Columna de Sebastián Gómez Matus: Vargas Llosa, funcionario del sentido común
A los 89 años murió en Lima el emblemático autor de novelas como “La ciudad y los perros, “Los Jefes” y “Pantaleón y las visitadoras”, entre otros títulos de la abultada obra del peruano-español-dominicano.

Mario Vargas Llosa, nacido en Arequipa, la ciudad blanca, en 1928, acababa de cumplir los 89 años hace unas semanas cuando falleció este domingo en Lima, la capital incaica. La muerte fue anunciada por sus hijos Álvaro y Morgana. Era el último bastión del archiconocido “boom literario”, una pléyade de escritores latinoamericanos que supuestamente revitalizaron la novela a partir de la lectura organizada que supuso la editora Carmen Balcells.
Se podría hablar del primer Vargas Llosa y del segundo Vargas Llosa en términos políticos, y también identitarios, pero en cuanto a literatura se refiere, siempre fue más o menos el mismo escritor con el afán de convertirse en alguien importante. A tal punto lo logró, que el 2010 ganó el Premio Nobel, cuando toda la obra estaba hecha y en realidad nadie en su sano juicio se la tomaba en serio, salvo hacia atrás, siendo muy generoso, y con las novelas más referenciales previo a los años ochenta, donde ya se había travestido.

********************

TAREAS
**a)** Actualiza el tramo de la columna sobre Vargas Llosa que va desde "Mario Vargas Llosa, nacido" hasta "editora Carmen Balcells." y cambia "capital incaica" por "capital peruana".
**b)** Traduce al inglés esta oración de la columna sobre Vargas Llosa: "La muerte fue anunciada por sus hijos Álvaro y Morgana."

Registros de datos
********************

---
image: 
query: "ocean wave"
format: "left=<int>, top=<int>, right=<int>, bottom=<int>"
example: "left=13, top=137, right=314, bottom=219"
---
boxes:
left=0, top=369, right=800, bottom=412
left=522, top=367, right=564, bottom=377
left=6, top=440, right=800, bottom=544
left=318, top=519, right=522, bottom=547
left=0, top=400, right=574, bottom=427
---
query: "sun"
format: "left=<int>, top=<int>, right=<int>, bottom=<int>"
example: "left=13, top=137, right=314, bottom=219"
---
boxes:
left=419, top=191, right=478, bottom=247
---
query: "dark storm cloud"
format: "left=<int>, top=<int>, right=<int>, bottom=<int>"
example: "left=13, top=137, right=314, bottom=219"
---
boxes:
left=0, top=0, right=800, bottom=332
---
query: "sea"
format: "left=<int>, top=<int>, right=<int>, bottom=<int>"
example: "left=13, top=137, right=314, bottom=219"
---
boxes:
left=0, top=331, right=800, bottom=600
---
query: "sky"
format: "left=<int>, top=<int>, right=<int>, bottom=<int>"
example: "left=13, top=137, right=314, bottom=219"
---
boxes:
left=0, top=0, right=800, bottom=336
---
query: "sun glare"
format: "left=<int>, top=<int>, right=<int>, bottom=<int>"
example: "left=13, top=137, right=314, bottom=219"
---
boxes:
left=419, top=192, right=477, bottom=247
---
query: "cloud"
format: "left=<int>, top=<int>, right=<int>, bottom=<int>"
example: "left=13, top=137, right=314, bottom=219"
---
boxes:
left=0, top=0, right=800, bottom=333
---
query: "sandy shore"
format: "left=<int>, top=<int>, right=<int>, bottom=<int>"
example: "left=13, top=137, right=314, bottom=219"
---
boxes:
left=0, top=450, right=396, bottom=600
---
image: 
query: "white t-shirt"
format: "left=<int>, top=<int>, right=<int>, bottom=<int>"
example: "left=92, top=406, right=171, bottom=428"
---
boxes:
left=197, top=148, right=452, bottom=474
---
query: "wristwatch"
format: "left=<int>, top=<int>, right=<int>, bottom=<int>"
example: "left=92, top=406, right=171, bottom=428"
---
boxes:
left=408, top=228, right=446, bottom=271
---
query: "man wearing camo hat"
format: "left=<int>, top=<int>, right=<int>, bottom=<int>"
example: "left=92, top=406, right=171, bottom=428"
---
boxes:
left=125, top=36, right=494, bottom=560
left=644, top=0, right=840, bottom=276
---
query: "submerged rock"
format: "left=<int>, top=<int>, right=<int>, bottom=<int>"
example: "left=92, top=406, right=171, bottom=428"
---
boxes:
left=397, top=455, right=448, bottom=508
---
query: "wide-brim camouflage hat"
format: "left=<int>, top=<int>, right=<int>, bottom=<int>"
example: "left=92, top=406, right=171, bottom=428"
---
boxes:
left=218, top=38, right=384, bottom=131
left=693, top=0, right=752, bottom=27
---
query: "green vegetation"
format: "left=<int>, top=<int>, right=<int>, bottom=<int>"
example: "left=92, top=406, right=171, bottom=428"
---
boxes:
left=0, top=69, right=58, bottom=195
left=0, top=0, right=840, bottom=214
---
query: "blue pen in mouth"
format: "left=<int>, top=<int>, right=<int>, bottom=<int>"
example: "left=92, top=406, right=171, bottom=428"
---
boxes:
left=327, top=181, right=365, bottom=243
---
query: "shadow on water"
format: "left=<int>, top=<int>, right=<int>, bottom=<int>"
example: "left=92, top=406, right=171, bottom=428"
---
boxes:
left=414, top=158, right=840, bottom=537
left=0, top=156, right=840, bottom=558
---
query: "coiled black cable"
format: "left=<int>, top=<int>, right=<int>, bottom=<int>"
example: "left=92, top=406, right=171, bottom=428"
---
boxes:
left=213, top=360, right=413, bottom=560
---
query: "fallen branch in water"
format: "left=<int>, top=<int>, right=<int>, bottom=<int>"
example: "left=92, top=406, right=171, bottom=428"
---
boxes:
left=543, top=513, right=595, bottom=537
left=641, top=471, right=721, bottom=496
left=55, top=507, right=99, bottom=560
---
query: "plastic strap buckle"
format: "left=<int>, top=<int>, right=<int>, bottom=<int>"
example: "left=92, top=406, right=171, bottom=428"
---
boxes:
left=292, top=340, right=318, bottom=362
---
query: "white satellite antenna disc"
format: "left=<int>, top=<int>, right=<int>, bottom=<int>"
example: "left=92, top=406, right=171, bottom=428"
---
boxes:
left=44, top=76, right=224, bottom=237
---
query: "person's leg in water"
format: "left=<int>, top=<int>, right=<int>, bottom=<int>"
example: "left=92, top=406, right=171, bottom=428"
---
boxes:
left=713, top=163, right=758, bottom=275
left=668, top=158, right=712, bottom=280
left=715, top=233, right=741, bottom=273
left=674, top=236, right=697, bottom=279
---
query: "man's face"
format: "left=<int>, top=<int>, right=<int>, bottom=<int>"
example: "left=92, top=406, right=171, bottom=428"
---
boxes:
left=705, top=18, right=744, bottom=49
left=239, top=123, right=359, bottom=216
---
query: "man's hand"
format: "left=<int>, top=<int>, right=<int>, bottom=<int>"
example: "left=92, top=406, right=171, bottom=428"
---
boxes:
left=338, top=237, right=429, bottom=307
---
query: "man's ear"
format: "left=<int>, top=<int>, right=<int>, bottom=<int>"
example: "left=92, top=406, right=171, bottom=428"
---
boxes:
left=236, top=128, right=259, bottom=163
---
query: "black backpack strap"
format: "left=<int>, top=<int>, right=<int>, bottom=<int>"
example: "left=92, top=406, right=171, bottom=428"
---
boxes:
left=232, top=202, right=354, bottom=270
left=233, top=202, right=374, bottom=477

********************

SOLUCIONES
**a)**
Mario Vargas Llosa, nacido en Arequipa, la ciudad blanca, en 1928, acababa de cumplir los 89 años hace unas semanas cuando falleció este domingo en Lima, la capital peruana. La muerte fue anunciada por sus hijos Álvaro y Morgana. Era el último bastión del archiconocido “boom literario”, una pléyade de escritores latinoamericanos que supuestamente revitalizaron la novela a partir de la lectura organizada que supuso la editora Carmen Balcells.

**b)** The death was announced by his children Álvaro and Morgana.